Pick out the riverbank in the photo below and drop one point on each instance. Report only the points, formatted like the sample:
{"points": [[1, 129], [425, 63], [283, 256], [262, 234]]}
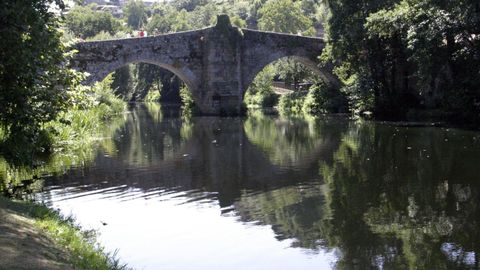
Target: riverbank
{"points": [[33, 236]]}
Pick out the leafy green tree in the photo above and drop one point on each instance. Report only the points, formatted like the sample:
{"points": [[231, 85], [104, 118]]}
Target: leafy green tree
{"points": [[135, 13], [408, 54], [284, 16], [84, 22], [33, 77]]}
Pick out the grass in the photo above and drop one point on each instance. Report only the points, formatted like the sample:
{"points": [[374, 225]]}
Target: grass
{"points": [[83, 252]]}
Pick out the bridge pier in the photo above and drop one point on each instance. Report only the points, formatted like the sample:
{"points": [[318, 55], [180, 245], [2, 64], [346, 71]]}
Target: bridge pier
{"points": [[216, 63]]}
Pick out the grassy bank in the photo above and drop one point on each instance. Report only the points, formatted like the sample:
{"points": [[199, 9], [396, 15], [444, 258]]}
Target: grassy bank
{"points": [[79, 246], [70, 140]]}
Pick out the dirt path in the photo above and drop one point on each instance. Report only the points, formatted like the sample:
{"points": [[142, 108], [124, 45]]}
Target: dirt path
{"points": [[24, 246]]}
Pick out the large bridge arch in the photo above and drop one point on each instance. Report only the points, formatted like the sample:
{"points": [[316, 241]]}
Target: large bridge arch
{"points": [[217, 63], [267, 47]]}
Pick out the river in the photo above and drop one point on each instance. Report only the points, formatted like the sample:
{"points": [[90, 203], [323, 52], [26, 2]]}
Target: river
{"points": [[266, 192]]}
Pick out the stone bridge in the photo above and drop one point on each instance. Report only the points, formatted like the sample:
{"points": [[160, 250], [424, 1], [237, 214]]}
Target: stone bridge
{"points": [[216, 63]]}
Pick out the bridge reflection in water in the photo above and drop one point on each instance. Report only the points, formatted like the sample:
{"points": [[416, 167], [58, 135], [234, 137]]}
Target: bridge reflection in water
{"points": [[279, 193]]}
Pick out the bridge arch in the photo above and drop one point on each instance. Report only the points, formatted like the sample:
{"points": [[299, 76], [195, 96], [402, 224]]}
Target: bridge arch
{"points": [[217, 63], [103, 71], [323, 72]]}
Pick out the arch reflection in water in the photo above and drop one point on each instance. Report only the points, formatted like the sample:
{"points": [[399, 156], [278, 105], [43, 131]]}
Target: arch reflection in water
{"points": [[351, 195]]}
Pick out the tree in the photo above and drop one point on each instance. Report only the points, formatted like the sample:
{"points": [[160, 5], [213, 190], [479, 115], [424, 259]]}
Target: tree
{"points": [[33, 76], [84, 22], [136, 14], [284, 16]]}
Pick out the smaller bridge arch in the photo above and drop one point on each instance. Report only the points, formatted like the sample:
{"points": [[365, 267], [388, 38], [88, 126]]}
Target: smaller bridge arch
{"points": [[217, 63]]}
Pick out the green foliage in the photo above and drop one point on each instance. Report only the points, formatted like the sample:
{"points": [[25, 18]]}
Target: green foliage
{"points": [[187, 99], [260, 93], [154, 94], [293, 72], [408, 55], [34, 81], [284, 16], [135, 13], [83, 251], [323, 98], [291, 104], [84, 22]]}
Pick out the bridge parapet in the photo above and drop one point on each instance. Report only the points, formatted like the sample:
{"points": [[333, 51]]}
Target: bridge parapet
{"points": [[217, 63]]}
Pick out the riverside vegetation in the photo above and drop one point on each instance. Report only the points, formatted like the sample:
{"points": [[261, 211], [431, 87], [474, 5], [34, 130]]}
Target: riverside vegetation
{"points": [[396, 59]]}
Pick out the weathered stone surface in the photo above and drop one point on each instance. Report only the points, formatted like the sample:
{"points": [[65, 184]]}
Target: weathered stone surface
{"points": [[217, 63]]}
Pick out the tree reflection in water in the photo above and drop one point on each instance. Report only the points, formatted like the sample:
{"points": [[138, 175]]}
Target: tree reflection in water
{"points": [[381, 196]]}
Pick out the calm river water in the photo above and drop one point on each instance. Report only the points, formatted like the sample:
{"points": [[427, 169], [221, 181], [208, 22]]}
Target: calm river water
{"points": [[266, 192]]}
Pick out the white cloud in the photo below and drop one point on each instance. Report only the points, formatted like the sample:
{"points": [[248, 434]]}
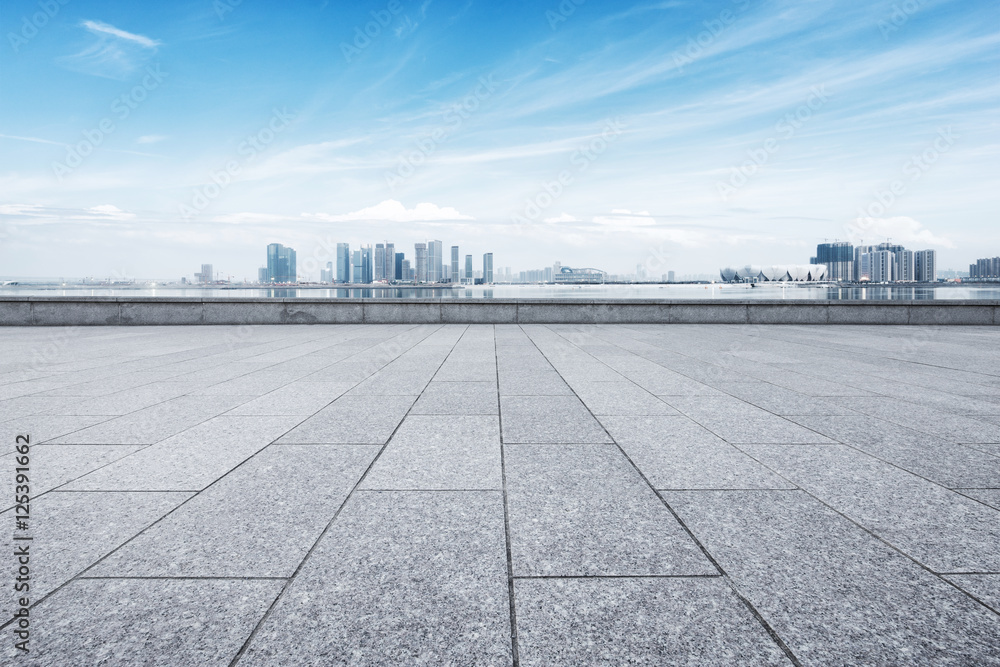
------------------------------
** Exercise directions **
Copy all of the data above word for word, leaving out the pictures.

** Result below **
Pick out the riverbank in the photo below and drop one point on each instance. Report only the points, formatted like the sample:
{"points": [[1, 129], [425, 63], [283, 256], [262, 234]]}
Target: riverbank
{"points": [[33, 236]]}
Pick out the leafy green tree in the photo above and drop one point on each instance. Report only the points, formatted like the sample:
{"points": [[231, 85], [104, 118]]}
Target: leafy green tree
{"points": [[135, 13], [408, 54], [284, 16], [84, 22], [33, 77]]}
Pick out the grass in the photo above and drop one point on each instance. Report only the points, formatted like the sample:
{"points": [[374, 225]]}
Target: grass
{"points": [[83, 252]]}
Pick out the bridge pier in the photo above and drop one point on each instance. Report only the points, formatted like the sample:
{"points": [[318, 55], [180, 245], [2, 64], [346, 71]]}
Target: bridge pier
{"points": [[216, 63]]}
Pick out the grassy bank in the photo above and drop one point on each instance. Report only the points, formatted like the sample:
{"points": [[199, 9], [396, 15], [444, 258]]}
Target: grassy bank
{"points": [[79, 246], [70, 140]]}
Pick out the dirt path in the photo above and drop one point on each instance. Report only the points, formatted like the sample:
{"points": [[142, 108], [124, 45]]}
Target: dirt path
{"points": [[24, 246]]}
Pick out the large bridge arch in the photo above and drop one point on each instance. Report only the points, formatted like the sample:
{"points": [[316, 241]]}
Target: large bridge arch
{"points": [[217, 63], [267, 47]]}
Pick out the river in the photo above and drop one point on each instance. Report only the points, formatted like the sample:
{"points": [[90, 203], [323, 52], [26, 2]]}
Target: river
{"points": [[266, 192]]}
Pick out the stone bridge in the photo above and drop one point on each instance. Report only the points, formatted like the sample:
{"points": [[160, 250], [424, 1], [237, 214]]}
Target: stone bridge
{"points": [[216, 63]]}
Pick out the bridge reflection in water in the photo above and drop one point on each instance. Report only the points, formatted like the sample:
{"points": [[416, 167], [58, 135], [234, 137]]}
Target: bridge reflection in water
{"points": [[279, 193]]}
Pick out the bridge arch in the photo above and drop one point on each instance. Report only the points, formatted like the sample:
{"points": [[299, 76], [195, 96], [402, 224]]}
Target: bridge arch
{"points": [[217, 63], [103, 71], [323, 72]]}
Pick out the arch reflection in water in the photo above and drop one point on each instance. Report only the points, formatted like the sample:
{"points": [[399, 156], [278, 105], [43, 131]]}
Target: arch reflection in water
{"points": [[351, 195]]}
Pick out the tree in the photo above and drop one point on each instance. Report only the points, formatted like the sample:
{"points": [[160, 5], [213, 190], [479, 115], [424, 259]]}
Target: tree
{"points": [[33, 76], [84, 22], [136, 14], [284, 16]]}
Pick out the smaller bridge arch in the photo above and drop one point on each instance. Report only the points, formatted like the sample:
{"points": [[365, 267], [388, 38], [88, 126]]}
Target: smaller bridge arch
{"points": [[217, 63]]}
Pick out the green foliage in the photo above and drop one point on each instance. Report only the points, formatted like the sample:
{"points": [[25, 18]]}
Target: green foliage
{"points": [[187, 99], [260, 93], [154, 94], [293, 72], [408, 55], [34, 81], [284, 16], [135, 13], [83, 251], [323, 98], [291, 104], [84, 22]]}
Pick out the bridge parapet in the photo above and drop one point on each instance. Report only the points, formatted like the sample:
{"points": [[333, 51]]}
Target: bridge parapet
{"points": [[217, 63]]}
Pick out the riverside vegetation in the photo above and drop one point on each instance. Report only the points, formatted like the sample:
{"points": [[261, 211], [431, 87], [474, 5], [34, 130]]}
Target: riverside vegetation
{"points": [[396, 59]]}
Pick out the weathered stone surface in the photo above and drop one point on each instance. Report only the points, formatted like the sample:
{"points": [[65, 184]]}
Target: weathered stone surface
{"points": [[217, 63]]}
Pick out the tree reflection in water in the photo above and drop one point on each instance. Report only the points, formatted like the sample:
{"points": [[138, 175]]}
Target: tree reflection in water
{"points": [[381, 196]]}
Pick out the calm river water in the photo above and drop one point on each instance. Report only the points, formatted like the sample:
{"points": [[427, 169], [221, 181], [208, 22]]}
Target: calm river water
{"points": [[266, 192]]}
Pick out the white cloud in the photo below and drop one point on each instance. Report only the points, formatted like the sample:
{"points": [[248, 434]]}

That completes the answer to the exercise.